> [TASK STATEMENT]:
Once you find the line containing "Labeling tool prompt: highlight every carved" in the data below, copy it and each following line exactly, up to and including the line containing "Labeling tool prompt: highlight every acanthus", and nothing else.

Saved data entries
# # # # # # #

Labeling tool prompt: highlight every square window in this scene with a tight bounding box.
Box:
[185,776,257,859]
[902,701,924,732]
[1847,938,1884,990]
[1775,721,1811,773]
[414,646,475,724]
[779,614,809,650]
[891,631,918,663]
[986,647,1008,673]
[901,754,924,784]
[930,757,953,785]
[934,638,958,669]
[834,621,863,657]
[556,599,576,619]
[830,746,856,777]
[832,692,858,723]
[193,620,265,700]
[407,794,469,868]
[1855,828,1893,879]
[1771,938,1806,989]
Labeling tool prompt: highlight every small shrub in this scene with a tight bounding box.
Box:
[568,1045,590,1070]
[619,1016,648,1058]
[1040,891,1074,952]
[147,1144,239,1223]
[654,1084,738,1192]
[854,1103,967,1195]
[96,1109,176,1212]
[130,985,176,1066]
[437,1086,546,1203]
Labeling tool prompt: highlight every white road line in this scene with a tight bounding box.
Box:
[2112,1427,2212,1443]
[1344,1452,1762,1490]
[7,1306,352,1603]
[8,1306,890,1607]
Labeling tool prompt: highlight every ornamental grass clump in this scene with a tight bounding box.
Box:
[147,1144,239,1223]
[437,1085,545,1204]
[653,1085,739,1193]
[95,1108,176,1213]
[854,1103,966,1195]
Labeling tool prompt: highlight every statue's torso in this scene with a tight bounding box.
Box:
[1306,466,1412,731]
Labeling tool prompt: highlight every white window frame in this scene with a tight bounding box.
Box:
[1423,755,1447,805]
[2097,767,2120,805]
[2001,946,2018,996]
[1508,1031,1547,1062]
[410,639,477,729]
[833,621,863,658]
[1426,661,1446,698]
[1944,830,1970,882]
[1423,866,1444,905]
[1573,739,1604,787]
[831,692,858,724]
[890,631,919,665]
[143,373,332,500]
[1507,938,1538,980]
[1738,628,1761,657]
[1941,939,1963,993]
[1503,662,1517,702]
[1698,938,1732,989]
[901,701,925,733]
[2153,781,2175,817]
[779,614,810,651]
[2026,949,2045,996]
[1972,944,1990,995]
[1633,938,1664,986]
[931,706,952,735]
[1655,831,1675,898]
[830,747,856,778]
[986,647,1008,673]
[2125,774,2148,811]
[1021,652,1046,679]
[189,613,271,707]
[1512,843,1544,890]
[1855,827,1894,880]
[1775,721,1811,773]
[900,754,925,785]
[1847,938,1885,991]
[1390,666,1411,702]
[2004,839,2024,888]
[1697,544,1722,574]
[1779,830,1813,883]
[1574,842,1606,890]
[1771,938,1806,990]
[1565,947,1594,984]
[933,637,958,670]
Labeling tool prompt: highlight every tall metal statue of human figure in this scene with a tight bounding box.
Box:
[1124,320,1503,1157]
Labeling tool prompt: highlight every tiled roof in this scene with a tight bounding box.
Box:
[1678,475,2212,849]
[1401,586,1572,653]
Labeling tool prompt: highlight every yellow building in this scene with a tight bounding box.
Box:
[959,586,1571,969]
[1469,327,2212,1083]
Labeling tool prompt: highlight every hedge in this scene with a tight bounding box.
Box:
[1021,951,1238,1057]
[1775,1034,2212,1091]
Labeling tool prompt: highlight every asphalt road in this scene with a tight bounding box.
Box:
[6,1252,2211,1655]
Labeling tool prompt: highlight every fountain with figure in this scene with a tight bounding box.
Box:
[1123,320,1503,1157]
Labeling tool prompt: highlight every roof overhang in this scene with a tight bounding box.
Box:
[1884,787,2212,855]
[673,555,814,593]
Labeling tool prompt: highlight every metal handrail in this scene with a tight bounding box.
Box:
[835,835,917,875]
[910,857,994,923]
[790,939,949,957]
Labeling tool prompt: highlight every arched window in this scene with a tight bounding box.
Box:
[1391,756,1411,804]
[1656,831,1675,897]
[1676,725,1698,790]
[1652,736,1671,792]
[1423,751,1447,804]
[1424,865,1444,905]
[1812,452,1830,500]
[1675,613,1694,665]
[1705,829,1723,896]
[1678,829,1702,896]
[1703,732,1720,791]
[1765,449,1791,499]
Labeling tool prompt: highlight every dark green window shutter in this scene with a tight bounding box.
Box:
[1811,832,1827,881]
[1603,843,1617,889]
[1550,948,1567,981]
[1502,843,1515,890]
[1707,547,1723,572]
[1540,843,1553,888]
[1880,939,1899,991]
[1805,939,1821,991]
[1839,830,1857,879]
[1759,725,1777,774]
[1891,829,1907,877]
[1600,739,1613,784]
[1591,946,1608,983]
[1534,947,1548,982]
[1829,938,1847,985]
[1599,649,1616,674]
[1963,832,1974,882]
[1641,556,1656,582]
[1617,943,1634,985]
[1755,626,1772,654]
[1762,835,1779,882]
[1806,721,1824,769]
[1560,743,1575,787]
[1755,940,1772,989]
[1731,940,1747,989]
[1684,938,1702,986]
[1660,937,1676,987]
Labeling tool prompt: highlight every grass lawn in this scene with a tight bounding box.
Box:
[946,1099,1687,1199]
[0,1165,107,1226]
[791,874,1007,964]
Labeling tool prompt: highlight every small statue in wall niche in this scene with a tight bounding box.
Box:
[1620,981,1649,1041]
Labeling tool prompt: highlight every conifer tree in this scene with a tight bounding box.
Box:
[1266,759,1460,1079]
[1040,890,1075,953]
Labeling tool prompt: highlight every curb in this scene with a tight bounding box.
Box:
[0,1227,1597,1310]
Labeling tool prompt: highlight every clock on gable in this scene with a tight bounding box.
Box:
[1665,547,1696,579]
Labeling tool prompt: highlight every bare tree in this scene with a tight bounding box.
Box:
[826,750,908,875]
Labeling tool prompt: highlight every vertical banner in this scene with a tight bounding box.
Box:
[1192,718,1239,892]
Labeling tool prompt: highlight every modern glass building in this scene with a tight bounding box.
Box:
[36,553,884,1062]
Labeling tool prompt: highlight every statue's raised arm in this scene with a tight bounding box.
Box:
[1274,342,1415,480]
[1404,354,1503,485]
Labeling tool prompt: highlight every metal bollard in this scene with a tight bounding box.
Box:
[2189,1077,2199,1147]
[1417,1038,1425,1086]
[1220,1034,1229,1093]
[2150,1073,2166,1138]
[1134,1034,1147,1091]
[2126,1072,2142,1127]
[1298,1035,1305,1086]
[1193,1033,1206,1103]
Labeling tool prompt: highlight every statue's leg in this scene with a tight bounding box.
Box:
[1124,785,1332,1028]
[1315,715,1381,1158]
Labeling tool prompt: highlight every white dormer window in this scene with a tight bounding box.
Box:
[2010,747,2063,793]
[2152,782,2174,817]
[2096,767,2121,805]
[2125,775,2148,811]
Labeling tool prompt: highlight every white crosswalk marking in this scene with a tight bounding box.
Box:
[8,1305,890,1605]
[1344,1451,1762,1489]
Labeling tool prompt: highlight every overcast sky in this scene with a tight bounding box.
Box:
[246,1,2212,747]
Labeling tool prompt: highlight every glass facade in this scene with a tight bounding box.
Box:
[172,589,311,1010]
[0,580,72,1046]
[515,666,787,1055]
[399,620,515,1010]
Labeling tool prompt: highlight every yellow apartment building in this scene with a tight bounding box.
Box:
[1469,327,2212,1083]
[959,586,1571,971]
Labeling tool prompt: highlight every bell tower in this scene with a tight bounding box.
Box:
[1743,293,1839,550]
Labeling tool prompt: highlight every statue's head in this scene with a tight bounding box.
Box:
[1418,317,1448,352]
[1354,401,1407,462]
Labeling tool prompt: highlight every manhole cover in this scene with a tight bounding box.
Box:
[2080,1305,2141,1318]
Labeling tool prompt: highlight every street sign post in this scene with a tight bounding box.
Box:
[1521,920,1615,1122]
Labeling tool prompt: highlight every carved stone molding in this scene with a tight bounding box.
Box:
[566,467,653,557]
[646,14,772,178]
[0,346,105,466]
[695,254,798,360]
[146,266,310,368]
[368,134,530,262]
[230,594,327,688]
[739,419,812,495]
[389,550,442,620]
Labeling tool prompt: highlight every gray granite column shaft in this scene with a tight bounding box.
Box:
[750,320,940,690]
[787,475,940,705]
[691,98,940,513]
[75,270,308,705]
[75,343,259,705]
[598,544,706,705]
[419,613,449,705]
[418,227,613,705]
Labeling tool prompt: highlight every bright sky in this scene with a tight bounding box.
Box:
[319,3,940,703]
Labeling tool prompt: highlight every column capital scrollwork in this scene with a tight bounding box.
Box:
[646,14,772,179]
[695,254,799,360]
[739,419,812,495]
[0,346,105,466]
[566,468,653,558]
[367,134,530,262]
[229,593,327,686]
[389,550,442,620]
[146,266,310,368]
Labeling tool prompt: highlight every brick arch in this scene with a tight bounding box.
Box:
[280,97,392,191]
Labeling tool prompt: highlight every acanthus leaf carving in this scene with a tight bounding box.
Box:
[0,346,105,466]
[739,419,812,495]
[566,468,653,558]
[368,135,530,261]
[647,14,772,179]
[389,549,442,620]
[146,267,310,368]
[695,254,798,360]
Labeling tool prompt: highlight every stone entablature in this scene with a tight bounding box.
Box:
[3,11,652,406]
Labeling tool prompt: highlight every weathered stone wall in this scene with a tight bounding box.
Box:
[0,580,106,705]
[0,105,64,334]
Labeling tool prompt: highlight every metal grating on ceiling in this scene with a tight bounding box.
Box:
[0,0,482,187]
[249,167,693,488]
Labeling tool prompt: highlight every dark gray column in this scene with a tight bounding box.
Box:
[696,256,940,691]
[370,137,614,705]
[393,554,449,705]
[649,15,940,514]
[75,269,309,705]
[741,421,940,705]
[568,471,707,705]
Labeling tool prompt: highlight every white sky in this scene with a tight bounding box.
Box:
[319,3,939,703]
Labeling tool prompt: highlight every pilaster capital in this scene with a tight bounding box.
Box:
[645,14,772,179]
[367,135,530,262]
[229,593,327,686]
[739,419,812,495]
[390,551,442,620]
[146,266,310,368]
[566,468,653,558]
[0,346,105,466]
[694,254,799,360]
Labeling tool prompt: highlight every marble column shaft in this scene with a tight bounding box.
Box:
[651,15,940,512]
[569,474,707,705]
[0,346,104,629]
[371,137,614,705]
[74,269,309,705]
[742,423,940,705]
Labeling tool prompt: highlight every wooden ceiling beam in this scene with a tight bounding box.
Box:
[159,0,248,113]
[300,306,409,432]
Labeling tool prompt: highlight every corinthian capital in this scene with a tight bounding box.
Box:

# # # # # # #

> [ANSWER TO THIS EXERCISE]:
Labeling tool prompt: highlight every carved stone molding in this scene with a tight bounding box.
Box:
[566,467,653,557]
[646,14,772,178]
[0,346,105,466]
[695,254,798,360]
[146,266,310,368]
[368,134,530,262]
[230,594,327,688]
[739,419,812,495]
[389,550,442,620]
Labeling tool prompt: highlight every gray granite column shaft in this scene with a tight bounding box.
Box:
[750,320,940,690]
[787,475,940,705]
[691,98,940,513]
[75,270,308,705]
[75,343,259,705]
[598,544,706,705]
[419,613,449,705]
[418,227,613,705]
Labeling tool prompt: highlight every bright sky in this scene with a tight bounding box.
Box:
[319,3,940,703]
Labeling tool prompt: highlight every column capital scrollwork in this scene with a tight bounding box.
Box:
[646,14,772,179]
[695,254,799,360]
[739,419,812,495]
[0,346,105,466]
[566,468,653,558]
[367,134,530,262]
[229,593,327,686]
[389,550,442,620]
[146,266,310,368]
Labeling tool prompt: highlight every brick arch in this scene with a tight bounding box.
Box:
[280,97,392,191]
Labeling tool prompt: highlight every acanthus leaf carving in this scene with a tight bounding box.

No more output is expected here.